= Work item =
Write the line that contains "For each instance of the topiary" and each one after it, word for word, ending with the final line of the data.

== Segment start ==

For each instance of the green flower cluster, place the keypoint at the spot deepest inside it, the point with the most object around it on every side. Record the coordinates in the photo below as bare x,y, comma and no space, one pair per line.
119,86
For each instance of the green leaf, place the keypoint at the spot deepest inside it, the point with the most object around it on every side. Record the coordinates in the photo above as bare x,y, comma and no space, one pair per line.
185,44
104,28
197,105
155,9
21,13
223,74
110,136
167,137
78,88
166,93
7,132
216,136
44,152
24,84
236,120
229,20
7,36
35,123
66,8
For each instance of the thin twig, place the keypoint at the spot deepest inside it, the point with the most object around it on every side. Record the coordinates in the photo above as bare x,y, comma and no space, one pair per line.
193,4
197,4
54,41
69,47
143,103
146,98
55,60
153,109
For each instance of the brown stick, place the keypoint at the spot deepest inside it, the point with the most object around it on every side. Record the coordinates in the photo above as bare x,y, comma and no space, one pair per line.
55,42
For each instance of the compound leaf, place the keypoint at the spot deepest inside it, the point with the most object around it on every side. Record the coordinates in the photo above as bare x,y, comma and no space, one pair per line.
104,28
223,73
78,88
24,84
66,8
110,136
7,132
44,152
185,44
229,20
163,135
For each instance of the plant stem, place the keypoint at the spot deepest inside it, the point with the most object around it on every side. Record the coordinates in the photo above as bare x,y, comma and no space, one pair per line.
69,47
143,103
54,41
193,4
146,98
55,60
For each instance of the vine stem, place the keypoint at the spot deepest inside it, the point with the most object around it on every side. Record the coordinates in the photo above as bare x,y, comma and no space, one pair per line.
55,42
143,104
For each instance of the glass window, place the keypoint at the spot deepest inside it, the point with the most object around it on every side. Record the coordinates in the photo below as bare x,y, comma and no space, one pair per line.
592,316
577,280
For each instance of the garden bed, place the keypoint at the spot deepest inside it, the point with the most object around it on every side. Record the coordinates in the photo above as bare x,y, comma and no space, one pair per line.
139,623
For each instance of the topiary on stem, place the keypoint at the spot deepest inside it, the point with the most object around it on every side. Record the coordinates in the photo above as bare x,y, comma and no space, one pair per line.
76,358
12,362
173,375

== Segment end ==

= Answer to the exercise =
For each instance of the topiary on stem, place the keypoint at the spot deepest inside it, the point with the most object around it on every side. Record the coordinates in the photo above as bare x,y, comma and no space, one pair per line.
76,358
12,362
173,375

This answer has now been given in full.